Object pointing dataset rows
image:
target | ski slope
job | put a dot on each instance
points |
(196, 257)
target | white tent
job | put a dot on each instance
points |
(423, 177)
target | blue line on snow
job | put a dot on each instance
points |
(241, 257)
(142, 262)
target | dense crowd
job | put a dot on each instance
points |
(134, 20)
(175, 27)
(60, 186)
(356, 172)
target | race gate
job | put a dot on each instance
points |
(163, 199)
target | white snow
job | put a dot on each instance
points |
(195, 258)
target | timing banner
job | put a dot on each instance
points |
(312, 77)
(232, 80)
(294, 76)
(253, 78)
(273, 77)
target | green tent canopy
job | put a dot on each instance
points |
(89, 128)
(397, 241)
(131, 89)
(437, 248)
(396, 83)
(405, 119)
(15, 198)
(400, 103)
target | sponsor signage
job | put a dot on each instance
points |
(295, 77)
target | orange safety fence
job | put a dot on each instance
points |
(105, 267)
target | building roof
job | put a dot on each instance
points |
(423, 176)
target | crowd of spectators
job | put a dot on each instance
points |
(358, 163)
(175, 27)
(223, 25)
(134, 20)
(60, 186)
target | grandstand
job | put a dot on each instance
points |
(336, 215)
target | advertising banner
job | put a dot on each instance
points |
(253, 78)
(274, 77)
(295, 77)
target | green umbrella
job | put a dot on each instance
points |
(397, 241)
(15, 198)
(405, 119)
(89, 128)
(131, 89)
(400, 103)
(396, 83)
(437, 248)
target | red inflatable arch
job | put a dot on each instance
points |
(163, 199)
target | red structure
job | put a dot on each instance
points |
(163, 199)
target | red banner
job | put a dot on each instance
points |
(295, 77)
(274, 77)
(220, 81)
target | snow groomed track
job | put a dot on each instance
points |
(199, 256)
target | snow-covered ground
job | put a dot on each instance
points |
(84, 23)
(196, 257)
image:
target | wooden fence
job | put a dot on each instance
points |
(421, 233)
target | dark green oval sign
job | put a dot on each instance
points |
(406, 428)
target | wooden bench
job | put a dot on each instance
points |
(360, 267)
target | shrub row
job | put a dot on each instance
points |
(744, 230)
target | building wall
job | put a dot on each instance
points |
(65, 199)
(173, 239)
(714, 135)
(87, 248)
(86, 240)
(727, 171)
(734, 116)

What is required
Go through the data and return every record exactly.

Response to the exercise
image:
target | ski slope
job | put a dot on each instance
points |
(196, 257)
target | white tent
job | put a dot on each instance
points |
(423, 177)
target | blue line on snow
job | put a dot on each instance
points |
(241, 257)
(142, 262)
target | dense crowd
job | put a dot on each instance
points |
(134, 20)
(175, 27)
(60, 186)
(356, 172)
target | race gate
job | put a dot on each instance
points |
(163, 199)
target | white snow
job | put a dot on each instance
points |
(195, 258)
target | timing banner
job | put a dot on each instance
points |
(312, 77)
(232, 80)
(294, 76)
(253, 78)
(273, 77)
target | green tent canopy
job | put a dot on each instance
points |
(89, 128)
(397, 241)
(131, 89)
(437, 248)
(396, 83)
(405, 119)
(15, 198)
(400, 103)
target | sponsor signage
job | put a dot on each instance
points |
(295, 77)
target | orange safety fence
job | put a dot on each instance
points |
(105, 267)
target | building roof
job | put a dot on each instance
points |
(423, 176)
target | crowd of spectators
job | put a dot on each instance
points |
(358, 163)
(175, 27)
(223, 25)
(134, 20)
(60, 186)
target | grandstand
job | put a dot on each instance
points |
(336, 215)
target | advertising banner
job | put a dot on each instance
points |
(253, 78)
(274, 77)
(295, 77)
target | green umbrella
job | put a dot on each instance
points |
(397, 241)
(15, 198)
(405, 119)
(89, 128)
(131, 89)
(400, 103)
(396, 83)
(437, 248)
target | red inflatable arch
job | put a dot on each instance
points |
(163, 199)
target | red structure
job | put a dot on each instance
points |
(163, 199)
target | red banner
job | put a dot on each instance
points |
(295, 77)
(274, 77)
(220, 81)
target | snow groomed track
job | put a dot on each instance
points |
(199, 256)
target | snow-covered ground
job | put a dot on each instance
points |
(84, 23)
(196, 257)
image:
target | wooden fence
job | put a dot on each instance
points |
(421, 233)
target | dark green oval sign
job | put a dot on each instance
points |
(406, 428)
target | wooden bench
job | put a dot on each instance
points |
(360, 267)
target | shrub row
job | put a dot on each instance
points |
(744, 230)
target | building wall
job | put a dot on each instance
points |
(65, 199)
(173, 239)
(714, 135)
(87, 248)
(86, 240)
(727, 171)
(734, 116)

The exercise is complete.